* EXERCISES TO COMPLETE
1: From the post on passing and neighboring 6/4 chords, reproduce everything from "So the idea" down to "by this music.".
2: Which two kinds of neighboring 6/4 chords does the post on passing and neighboring 6/4 chords call common?

-------- PAGE TEXT

[Smt-talk] Passing and Neighboring 6/4s
Dmitri Tymoczko
dmitri at Princeton.EDU
Tue Jan 19 16:54:13 PST 2010
A number of you have made the sensible-sounding suggestion that we
should teach both specific idioms and general principles. I agree
with the general sentiment.
The problem, in this specific instance, is that when you look
carefully at classical music, you find shockingly few varieties of
"passing" and "neighboring" 6/4 chords. There are only two common
kinds of "neighboring 6/4 chords", to wit I->IV6/4->I and V->I6/4->V,
and basically just one common variety of "passing 6/4," namely IV6-
>I6/4->[IV or ii6 or ii6/5].
So the idea that there is some complicated practice which can be
subsumed into a single unifying framework -- that of "passing" or
"neighboring" 6/4 chords -- is not really backed up by this music.
There are precisely three idiomatic non-cadential 6/4 progressions,
and together these account for the vast majority of examples that
students are going to encounter. The concepts "neighboring" and
"passing 6/4" allow you to knock these three idioms down to two
categories, but at the expense of forcing you to explain to your
students that a vast number of the newly-sanctioned theoretical
possibilities (ii-V6/4-ii, etc.) don't ever occur in the literature.
In this sense, I think the cost of the proposed "general principles"
might be greater than the benefit.

----------------
-------- GIVEN DATA

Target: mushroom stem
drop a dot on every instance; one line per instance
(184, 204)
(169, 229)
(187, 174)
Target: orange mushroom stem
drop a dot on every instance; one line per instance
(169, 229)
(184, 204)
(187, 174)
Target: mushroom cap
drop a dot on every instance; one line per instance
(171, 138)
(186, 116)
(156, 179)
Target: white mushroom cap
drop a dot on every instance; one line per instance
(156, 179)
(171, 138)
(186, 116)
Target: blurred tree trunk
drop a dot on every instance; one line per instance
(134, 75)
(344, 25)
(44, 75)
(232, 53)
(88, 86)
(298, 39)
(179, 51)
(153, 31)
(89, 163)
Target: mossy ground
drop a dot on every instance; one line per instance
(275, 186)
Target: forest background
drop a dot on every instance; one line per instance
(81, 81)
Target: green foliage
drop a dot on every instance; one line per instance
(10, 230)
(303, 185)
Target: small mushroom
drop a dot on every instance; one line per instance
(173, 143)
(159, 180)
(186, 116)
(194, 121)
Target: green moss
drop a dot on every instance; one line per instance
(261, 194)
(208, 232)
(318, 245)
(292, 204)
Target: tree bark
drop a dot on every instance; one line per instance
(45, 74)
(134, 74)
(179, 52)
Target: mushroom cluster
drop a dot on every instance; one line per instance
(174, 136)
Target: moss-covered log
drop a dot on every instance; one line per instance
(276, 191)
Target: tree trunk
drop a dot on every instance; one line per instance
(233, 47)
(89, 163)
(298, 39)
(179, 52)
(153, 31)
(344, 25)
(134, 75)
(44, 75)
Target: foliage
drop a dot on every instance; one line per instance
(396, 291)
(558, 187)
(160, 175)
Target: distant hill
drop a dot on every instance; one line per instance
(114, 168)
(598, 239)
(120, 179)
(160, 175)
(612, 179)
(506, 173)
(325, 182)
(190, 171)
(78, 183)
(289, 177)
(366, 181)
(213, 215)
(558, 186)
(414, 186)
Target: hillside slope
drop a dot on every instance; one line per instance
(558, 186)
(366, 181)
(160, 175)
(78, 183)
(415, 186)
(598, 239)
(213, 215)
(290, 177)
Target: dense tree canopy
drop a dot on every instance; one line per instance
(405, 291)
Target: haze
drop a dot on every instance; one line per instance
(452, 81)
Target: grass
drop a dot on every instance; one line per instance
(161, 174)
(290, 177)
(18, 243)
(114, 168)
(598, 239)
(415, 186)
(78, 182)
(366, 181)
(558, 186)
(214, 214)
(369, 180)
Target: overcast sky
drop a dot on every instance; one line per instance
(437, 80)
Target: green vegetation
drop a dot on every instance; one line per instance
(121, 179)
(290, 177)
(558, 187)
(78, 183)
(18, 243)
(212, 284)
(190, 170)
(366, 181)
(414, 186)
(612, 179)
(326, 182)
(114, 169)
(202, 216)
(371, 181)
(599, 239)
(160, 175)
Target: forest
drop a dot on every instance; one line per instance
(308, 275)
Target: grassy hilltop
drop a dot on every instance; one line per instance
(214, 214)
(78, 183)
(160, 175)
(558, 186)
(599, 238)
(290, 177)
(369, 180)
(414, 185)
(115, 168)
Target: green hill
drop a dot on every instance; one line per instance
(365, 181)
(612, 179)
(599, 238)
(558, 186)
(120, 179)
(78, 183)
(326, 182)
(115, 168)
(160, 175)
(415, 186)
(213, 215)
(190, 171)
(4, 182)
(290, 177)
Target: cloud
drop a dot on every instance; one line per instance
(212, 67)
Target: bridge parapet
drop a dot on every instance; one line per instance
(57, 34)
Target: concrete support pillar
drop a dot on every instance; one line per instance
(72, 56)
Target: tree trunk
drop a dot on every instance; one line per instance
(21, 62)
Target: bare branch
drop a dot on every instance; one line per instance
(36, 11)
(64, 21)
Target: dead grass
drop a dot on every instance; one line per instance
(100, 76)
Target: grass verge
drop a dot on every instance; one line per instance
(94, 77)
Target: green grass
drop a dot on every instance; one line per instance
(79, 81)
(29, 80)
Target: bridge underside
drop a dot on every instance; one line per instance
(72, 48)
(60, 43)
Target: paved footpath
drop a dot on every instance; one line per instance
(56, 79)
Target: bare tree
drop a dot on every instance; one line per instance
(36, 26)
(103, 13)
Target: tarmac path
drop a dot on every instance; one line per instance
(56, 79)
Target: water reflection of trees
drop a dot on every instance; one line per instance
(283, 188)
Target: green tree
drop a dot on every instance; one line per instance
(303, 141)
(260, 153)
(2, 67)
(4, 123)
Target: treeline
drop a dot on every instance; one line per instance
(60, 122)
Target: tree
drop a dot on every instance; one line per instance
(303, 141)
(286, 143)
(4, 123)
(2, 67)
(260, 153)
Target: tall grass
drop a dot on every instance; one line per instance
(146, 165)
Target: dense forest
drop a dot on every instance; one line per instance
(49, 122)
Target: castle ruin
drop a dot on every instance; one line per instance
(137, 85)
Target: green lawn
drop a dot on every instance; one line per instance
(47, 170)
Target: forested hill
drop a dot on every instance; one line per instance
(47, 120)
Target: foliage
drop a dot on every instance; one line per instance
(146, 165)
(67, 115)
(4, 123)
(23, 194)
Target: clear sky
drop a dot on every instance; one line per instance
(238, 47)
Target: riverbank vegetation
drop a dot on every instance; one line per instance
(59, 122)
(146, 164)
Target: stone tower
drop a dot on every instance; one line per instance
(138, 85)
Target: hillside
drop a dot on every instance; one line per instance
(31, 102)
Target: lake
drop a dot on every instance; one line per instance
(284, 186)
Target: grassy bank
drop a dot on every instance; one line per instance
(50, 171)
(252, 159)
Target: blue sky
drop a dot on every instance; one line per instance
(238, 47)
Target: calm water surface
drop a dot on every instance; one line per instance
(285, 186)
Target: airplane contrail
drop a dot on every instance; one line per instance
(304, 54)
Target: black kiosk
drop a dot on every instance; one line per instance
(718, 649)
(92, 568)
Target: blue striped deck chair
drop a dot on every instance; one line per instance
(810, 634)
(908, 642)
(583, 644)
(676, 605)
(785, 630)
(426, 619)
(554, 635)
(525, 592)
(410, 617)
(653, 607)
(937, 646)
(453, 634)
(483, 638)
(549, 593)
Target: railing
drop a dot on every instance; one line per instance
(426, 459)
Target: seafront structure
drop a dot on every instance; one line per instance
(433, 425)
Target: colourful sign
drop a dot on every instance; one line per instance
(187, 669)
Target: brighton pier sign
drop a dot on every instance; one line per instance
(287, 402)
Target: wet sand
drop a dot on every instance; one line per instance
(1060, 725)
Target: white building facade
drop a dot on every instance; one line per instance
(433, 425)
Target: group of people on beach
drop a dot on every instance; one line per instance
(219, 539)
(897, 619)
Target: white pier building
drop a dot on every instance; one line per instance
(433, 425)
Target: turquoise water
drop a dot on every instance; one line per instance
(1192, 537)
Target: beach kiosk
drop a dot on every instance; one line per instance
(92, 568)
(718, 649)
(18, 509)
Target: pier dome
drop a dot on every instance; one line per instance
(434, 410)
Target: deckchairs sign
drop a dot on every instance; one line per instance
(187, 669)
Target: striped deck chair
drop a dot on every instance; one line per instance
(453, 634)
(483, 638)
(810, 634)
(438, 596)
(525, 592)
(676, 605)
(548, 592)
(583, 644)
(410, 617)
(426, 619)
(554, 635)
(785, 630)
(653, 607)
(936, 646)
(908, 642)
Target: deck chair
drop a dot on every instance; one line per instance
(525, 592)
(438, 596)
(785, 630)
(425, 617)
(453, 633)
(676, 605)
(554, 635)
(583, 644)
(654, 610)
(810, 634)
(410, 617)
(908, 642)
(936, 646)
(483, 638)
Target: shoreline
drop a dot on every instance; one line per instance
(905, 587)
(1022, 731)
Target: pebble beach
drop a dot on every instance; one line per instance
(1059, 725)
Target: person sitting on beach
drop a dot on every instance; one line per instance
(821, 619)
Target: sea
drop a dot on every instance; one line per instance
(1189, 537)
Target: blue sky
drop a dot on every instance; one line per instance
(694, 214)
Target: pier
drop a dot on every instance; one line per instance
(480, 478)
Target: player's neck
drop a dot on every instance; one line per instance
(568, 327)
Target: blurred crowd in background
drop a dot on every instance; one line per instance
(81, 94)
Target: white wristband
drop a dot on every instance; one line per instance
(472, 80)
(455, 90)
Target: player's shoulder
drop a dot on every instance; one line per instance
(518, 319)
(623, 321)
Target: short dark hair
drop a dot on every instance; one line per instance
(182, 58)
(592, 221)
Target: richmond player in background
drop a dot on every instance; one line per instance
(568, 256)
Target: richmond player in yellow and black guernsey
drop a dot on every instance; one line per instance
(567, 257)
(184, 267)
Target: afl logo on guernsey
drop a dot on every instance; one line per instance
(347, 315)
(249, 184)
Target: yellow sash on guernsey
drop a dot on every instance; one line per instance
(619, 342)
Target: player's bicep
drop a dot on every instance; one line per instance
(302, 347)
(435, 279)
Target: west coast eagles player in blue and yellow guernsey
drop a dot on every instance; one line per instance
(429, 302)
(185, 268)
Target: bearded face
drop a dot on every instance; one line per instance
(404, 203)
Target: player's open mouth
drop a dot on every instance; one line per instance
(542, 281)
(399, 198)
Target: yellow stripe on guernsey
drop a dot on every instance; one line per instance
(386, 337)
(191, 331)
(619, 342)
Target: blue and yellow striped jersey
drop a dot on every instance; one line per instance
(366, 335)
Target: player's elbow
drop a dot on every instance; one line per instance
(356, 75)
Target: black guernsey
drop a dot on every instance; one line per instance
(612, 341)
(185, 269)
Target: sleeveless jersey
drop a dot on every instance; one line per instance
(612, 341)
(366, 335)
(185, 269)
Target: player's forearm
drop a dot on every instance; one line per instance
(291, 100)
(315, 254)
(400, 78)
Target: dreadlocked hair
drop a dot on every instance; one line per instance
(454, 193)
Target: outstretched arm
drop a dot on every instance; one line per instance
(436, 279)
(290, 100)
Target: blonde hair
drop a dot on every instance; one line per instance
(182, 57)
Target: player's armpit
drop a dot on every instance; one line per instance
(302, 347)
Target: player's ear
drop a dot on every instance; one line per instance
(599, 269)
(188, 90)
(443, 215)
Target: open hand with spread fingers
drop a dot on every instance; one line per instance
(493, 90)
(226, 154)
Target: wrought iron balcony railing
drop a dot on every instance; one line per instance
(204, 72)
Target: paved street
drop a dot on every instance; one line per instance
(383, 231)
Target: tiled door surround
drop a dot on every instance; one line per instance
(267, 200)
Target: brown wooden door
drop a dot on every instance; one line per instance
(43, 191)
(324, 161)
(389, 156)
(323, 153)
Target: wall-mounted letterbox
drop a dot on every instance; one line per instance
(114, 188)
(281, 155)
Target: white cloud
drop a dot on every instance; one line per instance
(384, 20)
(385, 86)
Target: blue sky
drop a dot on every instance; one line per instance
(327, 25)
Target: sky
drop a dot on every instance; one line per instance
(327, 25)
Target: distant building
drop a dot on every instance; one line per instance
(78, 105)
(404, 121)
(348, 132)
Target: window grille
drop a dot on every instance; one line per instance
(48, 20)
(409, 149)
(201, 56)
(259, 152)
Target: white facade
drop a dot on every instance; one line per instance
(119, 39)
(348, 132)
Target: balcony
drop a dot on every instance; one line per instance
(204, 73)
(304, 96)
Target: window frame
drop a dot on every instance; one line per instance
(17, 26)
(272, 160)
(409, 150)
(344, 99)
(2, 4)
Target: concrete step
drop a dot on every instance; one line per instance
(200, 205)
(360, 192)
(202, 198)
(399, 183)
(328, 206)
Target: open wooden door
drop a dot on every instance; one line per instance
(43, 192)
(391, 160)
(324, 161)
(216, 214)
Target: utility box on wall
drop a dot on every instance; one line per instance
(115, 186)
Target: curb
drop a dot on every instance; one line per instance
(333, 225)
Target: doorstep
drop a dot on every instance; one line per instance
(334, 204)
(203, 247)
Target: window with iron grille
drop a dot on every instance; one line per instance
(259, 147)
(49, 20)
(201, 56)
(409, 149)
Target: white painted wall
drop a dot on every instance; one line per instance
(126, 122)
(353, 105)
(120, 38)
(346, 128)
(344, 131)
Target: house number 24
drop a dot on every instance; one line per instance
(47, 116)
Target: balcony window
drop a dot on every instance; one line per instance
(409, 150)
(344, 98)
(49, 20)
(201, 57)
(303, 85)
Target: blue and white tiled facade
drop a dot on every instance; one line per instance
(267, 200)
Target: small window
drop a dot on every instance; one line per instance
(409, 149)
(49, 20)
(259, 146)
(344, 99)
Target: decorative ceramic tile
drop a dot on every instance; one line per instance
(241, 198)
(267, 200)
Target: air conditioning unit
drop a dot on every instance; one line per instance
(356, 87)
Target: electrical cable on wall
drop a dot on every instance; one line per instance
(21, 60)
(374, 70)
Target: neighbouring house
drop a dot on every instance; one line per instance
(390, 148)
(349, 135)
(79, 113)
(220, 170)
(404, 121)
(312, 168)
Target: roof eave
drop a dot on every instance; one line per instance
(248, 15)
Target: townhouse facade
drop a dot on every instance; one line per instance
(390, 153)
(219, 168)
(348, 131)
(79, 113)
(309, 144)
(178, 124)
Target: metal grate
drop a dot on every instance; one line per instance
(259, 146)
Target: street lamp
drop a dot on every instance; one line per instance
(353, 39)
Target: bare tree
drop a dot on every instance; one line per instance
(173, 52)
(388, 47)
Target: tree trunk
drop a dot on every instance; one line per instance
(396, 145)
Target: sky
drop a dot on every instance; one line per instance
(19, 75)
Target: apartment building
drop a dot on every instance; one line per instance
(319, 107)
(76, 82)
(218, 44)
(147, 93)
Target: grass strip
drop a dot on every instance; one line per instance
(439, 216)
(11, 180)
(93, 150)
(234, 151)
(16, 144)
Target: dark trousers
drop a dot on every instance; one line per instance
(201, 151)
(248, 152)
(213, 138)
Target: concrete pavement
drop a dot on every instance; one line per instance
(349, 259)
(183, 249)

----------------

* RESULTS FOR EACH TASK
1:
So the idea that there is some complicated practice which can be
subsumed into a single unifying framework -- that of "passing" or
"neighboring" 6/4 chords -- is not really backed up by this music.

2: I->IV6/4->I and V->I6/4->V.